— What is needed —
Arrange every line below as a JSON list of strings, one string per line, and skip any blank lines. Leave the images out of your answer.

— Image annotation data —
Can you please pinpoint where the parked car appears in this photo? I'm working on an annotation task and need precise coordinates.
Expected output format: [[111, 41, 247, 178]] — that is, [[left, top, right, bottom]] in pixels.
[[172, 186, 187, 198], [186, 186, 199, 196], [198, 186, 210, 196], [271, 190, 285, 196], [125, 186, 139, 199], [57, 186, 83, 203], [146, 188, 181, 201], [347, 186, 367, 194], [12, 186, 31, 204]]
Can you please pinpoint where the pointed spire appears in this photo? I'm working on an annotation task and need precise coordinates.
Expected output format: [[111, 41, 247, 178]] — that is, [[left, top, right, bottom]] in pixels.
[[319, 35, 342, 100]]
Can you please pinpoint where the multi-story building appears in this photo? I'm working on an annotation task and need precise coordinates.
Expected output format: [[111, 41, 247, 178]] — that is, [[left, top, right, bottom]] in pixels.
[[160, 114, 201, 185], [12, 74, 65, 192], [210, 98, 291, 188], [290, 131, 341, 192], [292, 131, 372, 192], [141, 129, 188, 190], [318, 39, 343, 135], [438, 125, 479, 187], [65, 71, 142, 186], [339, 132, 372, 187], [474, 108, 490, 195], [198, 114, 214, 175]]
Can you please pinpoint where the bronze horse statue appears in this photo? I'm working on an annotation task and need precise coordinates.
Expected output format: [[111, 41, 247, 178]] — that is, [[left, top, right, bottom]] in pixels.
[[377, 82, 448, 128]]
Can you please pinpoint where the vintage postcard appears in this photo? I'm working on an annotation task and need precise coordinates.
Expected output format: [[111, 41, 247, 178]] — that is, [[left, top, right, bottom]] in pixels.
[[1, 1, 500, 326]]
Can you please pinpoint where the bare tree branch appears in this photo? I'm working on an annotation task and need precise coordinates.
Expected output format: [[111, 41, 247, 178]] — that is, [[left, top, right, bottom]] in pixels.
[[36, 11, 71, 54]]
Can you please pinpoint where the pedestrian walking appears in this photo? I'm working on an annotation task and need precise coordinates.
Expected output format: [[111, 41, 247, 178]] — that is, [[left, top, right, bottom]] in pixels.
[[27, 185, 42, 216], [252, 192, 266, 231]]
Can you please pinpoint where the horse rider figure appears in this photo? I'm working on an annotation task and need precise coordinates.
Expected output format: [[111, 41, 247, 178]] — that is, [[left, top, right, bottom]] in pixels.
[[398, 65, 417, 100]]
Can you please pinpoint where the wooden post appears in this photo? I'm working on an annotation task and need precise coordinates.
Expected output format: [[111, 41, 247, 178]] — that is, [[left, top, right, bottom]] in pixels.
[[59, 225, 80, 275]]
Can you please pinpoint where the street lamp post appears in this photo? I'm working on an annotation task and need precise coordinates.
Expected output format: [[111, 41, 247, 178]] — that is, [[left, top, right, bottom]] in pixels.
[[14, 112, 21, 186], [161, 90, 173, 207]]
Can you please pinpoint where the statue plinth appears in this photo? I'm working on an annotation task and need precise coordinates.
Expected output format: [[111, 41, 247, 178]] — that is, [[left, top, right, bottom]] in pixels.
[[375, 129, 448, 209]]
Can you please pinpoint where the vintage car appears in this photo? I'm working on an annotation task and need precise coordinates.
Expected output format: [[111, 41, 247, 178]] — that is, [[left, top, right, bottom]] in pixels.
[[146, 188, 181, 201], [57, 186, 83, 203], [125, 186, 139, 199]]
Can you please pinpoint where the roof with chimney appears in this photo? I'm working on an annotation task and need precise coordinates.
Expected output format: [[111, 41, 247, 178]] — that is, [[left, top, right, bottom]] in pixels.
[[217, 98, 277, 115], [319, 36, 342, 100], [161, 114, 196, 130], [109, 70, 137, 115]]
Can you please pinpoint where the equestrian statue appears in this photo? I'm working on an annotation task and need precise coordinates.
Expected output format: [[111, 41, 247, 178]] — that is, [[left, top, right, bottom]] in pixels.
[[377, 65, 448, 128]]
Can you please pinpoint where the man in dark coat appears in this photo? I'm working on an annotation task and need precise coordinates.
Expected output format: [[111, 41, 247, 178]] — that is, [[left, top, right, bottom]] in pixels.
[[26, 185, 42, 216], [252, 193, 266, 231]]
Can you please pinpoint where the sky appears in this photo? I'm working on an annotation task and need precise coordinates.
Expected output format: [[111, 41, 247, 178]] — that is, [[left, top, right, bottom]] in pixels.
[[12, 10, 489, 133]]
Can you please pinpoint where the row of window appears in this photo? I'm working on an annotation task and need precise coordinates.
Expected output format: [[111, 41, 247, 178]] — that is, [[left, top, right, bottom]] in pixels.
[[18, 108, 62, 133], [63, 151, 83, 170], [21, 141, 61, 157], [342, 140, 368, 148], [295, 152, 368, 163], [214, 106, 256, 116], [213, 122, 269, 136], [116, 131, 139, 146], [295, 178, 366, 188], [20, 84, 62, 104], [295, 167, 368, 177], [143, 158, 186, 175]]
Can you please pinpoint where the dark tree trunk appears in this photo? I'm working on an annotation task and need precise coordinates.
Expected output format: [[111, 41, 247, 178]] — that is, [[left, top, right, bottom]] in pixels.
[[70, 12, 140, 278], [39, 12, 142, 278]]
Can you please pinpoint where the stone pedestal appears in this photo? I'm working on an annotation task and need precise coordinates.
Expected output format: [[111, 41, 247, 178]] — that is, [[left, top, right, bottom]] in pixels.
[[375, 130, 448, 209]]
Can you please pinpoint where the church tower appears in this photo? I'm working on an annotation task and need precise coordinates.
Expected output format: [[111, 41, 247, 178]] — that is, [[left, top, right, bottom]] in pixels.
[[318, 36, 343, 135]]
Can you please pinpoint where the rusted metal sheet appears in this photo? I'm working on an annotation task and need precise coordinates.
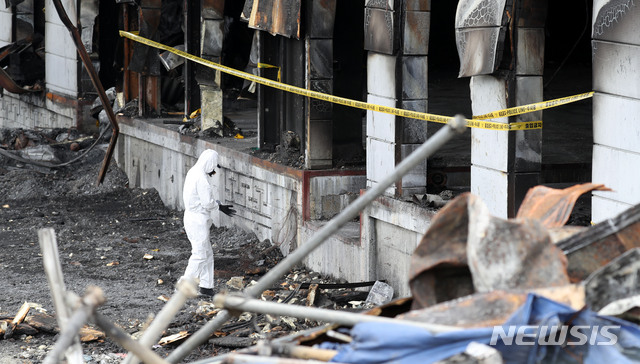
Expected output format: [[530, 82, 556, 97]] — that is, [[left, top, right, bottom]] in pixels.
[[516, 183, 611, 228], [467, 196, 569, 292], [409, 194, 477, 308], [556, 205, 640, 282], [242, 0, 301, 39], [409, 193, 569, 308], [455, 0, 508, 77]]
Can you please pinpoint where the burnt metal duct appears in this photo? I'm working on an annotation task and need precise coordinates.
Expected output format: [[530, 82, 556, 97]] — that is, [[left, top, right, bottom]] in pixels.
[[53, 0, 120, 185], [455, 0, 508, 77]]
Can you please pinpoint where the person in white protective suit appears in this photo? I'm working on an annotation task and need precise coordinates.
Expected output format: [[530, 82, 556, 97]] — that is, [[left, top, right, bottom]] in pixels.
[[181, 149, 235, 296]]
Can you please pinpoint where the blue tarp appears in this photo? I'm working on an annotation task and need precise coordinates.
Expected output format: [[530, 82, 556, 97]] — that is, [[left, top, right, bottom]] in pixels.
[[332, 294, 640, 364]]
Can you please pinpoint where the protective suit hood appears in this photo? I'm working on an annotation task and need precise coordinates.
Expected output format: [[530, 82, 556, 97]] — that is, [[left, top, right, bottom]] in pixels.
[[195, 149, 218, 173]]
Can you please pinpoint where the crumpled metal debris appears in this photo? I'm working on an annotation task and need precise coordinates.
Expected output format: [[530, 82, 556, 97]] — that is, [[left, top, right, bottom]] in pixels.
[[516, 183, 611, 228], [585, 248, 640, 310], [409, 191, 584, 309]]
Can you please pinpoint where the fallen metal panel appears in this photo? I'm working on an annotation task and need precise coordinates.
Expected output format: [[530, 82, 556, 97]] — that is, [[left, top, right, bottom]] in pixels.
[[409, 194, 476, 308], [243, 0, 301, 39], [409, 193, 569, 308], [556, 205, 640, 282], [516, 183, 611, 228]]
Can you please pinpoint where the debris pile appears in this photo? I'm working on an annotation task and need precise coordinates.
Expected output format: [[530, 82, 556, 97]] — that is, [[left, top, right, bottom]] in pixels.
[[202, 184, 640, 363]]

— Written answer —
[
  "Can you please pinpoint where the parked car appears in this photo? I'm working on an annotation task and need precise coordinates.",
  "Expected output format: [[111, 41, 247, 178]] — that is, [[left, top, right, bottom]] in pixels.",
  "[[172, 186, 187, 198], [186, 186, 199, 196], [198, 186, 210, 196], [271, 190, 285, 196], [125, 186, 139, 199], [57, 186, 83, 203], [146, 188, 181, 201], [347, 186, 367, 194], [12, 186, 31, 204]]",
  "Can you please pinpoint where the pointed spire appears in this photo? I'm working on an annotation task and need precise coordinates.",
  "Expected output format: [[111, 41, 247, 178]] — that is, [[left, top, right, bottom]] in pixels.",
  "[[319, 35, 342, 100]]",
  "Can you please pinpoint where the multi-story building appears in this photo? I'm working on an annotation task and need precise coordinates.",
  "Expected output format: [[111, 41, 247, 178]] — that is, [[left, top, right, bottom]] in pixels.",
  "[[160, 114, 201, 185], [12, 74, 65, 192], [210, 98, 291, 188], [290, 131, 341, 192], [292, 131, 372, 192], [141, 129, 188, 190], [318, 39, 343, 135], [438, 125, 479, 187], [65, 71, 142, 186], [339, 132, 372, 187], [474, 108, 490, 195], [198, 114, 214, 175]]",
  "Can you please pinpoint where the bronze horse statue appears in this photo? I'm working on an annotation task and need precise coordinates.",
  "Expected output format: [[111, 41, 247, 178]] — that is, [[left, top, right, bottom]] in pixels.",
  "[[377, 82, 448, 128]]",
  "Can you please pinpoint where the vintage postcard appears in this photo? I'm working on an annotation task and need precise coordinates.",
  "Expected output format: [[111, 41, 247, 178]] — that is, [[left, top, right, bottom]] in pixels.",
  "[[1, 1, 500, 326]]",
  "Can you please pinpoint where the bare tree branch appears in this photo? I'm working on an annotation task and need precise coordinates.",
  "Expected output format: [[111, 41, 247, 178]] — that is, [[left, top, right, bottom]] in pixels.",
  "[[36, 11, 71, 54]]",
  "Can you please pinpoint where the pedestrian walking appears in this photo? I'm working on an annotation task and need precise coordinates.",
  "Expected output format: [[111, 41, 247, 178]] — that is, [[left, top, right, bottom]] in pixels.",
  "[[27, 185, 42, 216], [252, 192, 266, 231]]",
  "Can you please pinpoint where the horse rider figure appears in this photo? I'm working on an annotation task and need precise coordinates.",
  "Expected output format: [[111, 41, 247, 178]] — that is, [[left, top, right, bottom]] in pixels.",
  "[[398, 65, 417, 100]]",
  "Can you please pinpoint where the wooden post appears in this photo? I'm working on an annotation task and need precise coordinates.",
  "Expected output format: [[111, 41, 247, 178]] — that is, [[left, top, right, bottom]] in pixels.",
  "[[59, 225, 80, 275]]",
  "Can you please pinpoint where the street lamp post appears in this photo? I'm working on an annotation task and need precise coordinates.",
  "Expected output format: [[111, 41, 247, 178]] — that is, [[left, top, right, bottom]] in pixels.",
  "[[14, 112, 21, 186], [161, 90, 173, 207]]",
  "Can you please pinpoint where the statue plinth appears in this photo? I'm working on an annotation task and need precise coordinates.",
  "Expected output format: [[111, 41, 247, 178]] — that is, [[left, top, right, bottom]] in pixels.",
  "[[375, 129, 448, 209]]",
  "Can you please pinpoint where the vintage car appears in this photo? I'm working on an annotation task and need precise coordinates.",
  "Expected output format: [[111, 41, 247, 178]] — that is, [[left, top, right, bottom]] in pixels.",
  "[[146, 188, 181, 201], [57, 186, 83, 203], [125, 186, 139, 199]]",
  "Can you please pinpoint where the roof with chimney appears in this photo? I'm working on an annotation task and need precise coordinates.",
  "Expected output format: [[111, 41, 247, 178]] — that is, [[left, top, right, bottom]] in pixels.",
  "[[217, 98, 277, 115], [319, 36, 342, 100], [161, 114, 196, 130], [109, 70, 137, 115]]",
  "Can you please pinpoint where the equestrian statue appears in this photo? I'm working on an annotation task and need precise coordinates.",
  "Expected output format: [[111, 41, 247, 178]] — that is, [[left, top, right, bottom]] in pixels.",
  "[[377, 65, 448, 128]]",
  "Can you please pinpoint where the man in dark coat appears in this photo? I'm working on an annotation task and need precise coordinates.",
  "Expected output format: [[111, 41, 247, 178]] — that is, [[left, top, right, bottom]] in pixels.",
  "[[26, 185, 42, 216], [252, 193, 266, 231]]",
  "Can you please pinpoint where the sky appears in this photo? I'm working on an annotation task and need precise coordinates.",
  "Expected output format: [[111, 41, 247, 178]] — that is, [[left, top, right, bottom]] in pixels.",
  "[[12, 10, 489, 133]]",
  "Can you please pinpoint where the row of window appears in this photo? I'm working on an annotation task and need precise coordinates.",
  "Expected output format: [[111, 41, 247, 178]] — that is, [[left, top, right, bottom]] in pixels.",
  "[[18, 108, 62, 133], [63, 151, 83, 170], [21, 141, 61, 157], [342, 140, 368, 148], [295, 152, 368, 163], [214, 106, 256, 116], [213, 122, 269, 136], [116, 131, 139, 146], [295, 178, 366, 188], [20, 84, 62, 104], [295, 167, 368, 177], [143, 158, 186, 175]]",
  "Can you please pinpoint where the dark tree trunk appears in this photo? I'm working on an annotation task and need precise coordinates.",
  "Expected output format: [[111, 41, 247, 178]] — that is, [[left, top, right, bottom]] in pixels.",
  "[[70, 12, 140, 278], [39, 12, 142, 278]]",
  "Can you please pinpoint where the stone pedestal appears in this photo? I'm working on an annotation task and need precise coordinates.",
  "Expected output format: [[111, 41, 247, 178]] — that is, [[left, top, right, bottom]] in pixels.",
  "[[375, 130, 448, 209]]",
  "Can you please pinpoint where the church tower appears in this photo? I'm working on an annotation task and need precise coordinates.",
  "Expected output format: [[111, 41, 247, 178]] — that is, [[left, top, right, bottom]] in pixels.",
  "[[318, 36, 343, 135]]",
  "Can you please pinpoint where the rusted metal sheet appears in this photo? I'm working on an annotation task and need precise coordinates.",
  "Expected output format: [[530, 82, 556, 97]] — that is, [[left, top, right, bottom]] in pixels.",
  "[[516, 183, 611, 228], [467, 196, 569, 292], [409, 194, 477, 308], [556, 205, 640, 282], [242, 0, 301, 39], [409, 193, 569, 308], [455, 0, 508, 77]]",
  "Can you please pinpoint where the burnt metal duct appears in this photo? I'm working on an annotation task and need precise coordinates.",
  "Expected output format: [[530, 82, 556, 97]] — that is, [[left, top, right, bottom]] in pixels.",
  "[[53, 0, 120, 185], [455, 0, 508, 77]]",
  "Can you please pinpoint where the person in white protective suit appears in this photo? I'm working on an annotation task and need precise coordinates.",
  "Expected output format: [[530, 82, 556, 97]] — that is, [[left, top, right, bottom]] in pixels.",
  "[[181, 149, 235, 296]]",
  "Can you please pinpoint where the blue tarp appears in this photo? I'm working on an annotation task and need precise coordinates.",
  "Expected output format: [[530, 82, 556, 97]] — that is, [[left, top, right, bottom]] in pixels.",
  "[[332, 294, 640, 364]]",
  "Can you please pinpoint where the protective suit hood appears in this photo? I'm working on an annotation task and need precise coordinates.",
  "Expected output format: [[530, 82, 556, 97]] — that is, [[left, top, right, bottom]] in pixels.",
  "[[195, 149, 218, 173]]",
  "Can you please pinpoint where the crumpled metal debris appears in this photo? I'm working on an annotation task and need precise coordinates.",
  "Expected output format: [[530, 82, 556, 97]] — that is, [[left, top, right, bottom]] in pixels.",
  "[[516, 183, 611, 228], [585, 248, 640, 310], [409, 191, 584, 309]]",
  "Can you please pinpoint where the fallen metal panel appears in this photo? I'm working on an annotation task and need precise coordinates.",
  "Expected output format: [[530, 82, 556, 97]] — that is, [[left, top, right, bottom]] in pixels.",
  "[[409, 194, 476, 308], [243, 0, 301, 39], [409, 193, 569, 308], [556, 205, 640, 282], [516, 183, 611, 228]]",
  "Can you please pinpoint where the debris pile appears in this photo? I'm working on an annotation task and need precise coordinates.",
  "Expected output format: [[530, 82, 556, 97]] — that is, [[left, top, right, bottom]] in pixels.",
  "[[202, 184, 640, 363]]"
]